(Directions for this task)
Please pull each line of the items below into your answer word for word, omitting the pictures.

(Available data)
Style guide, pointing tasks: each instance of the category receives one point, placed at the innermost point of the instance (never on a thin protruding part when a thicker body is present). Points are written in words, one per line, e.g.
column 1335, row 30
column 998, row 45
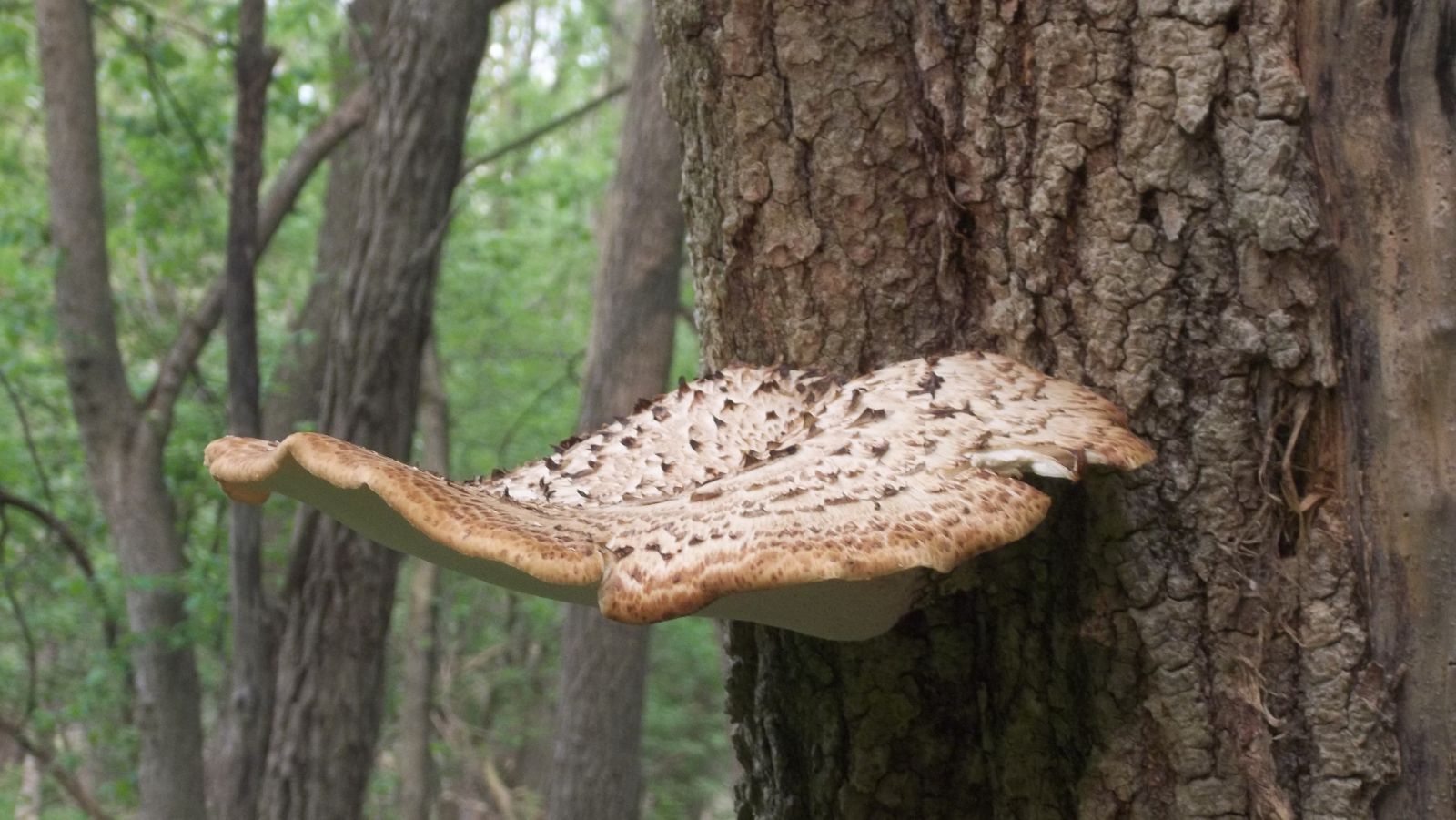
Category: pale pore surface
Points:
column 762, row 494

(Worked solution)
Style guide, pointing tasks: each instance of the category receives one point, placed at the innermost point of the instance (never on a thin protruding part when a thicker body is present). Points are written in words, one per line, e.g.
column 1335, row 30
column 998, row 45
Category: pale pore surface
Points:
column 762, row 494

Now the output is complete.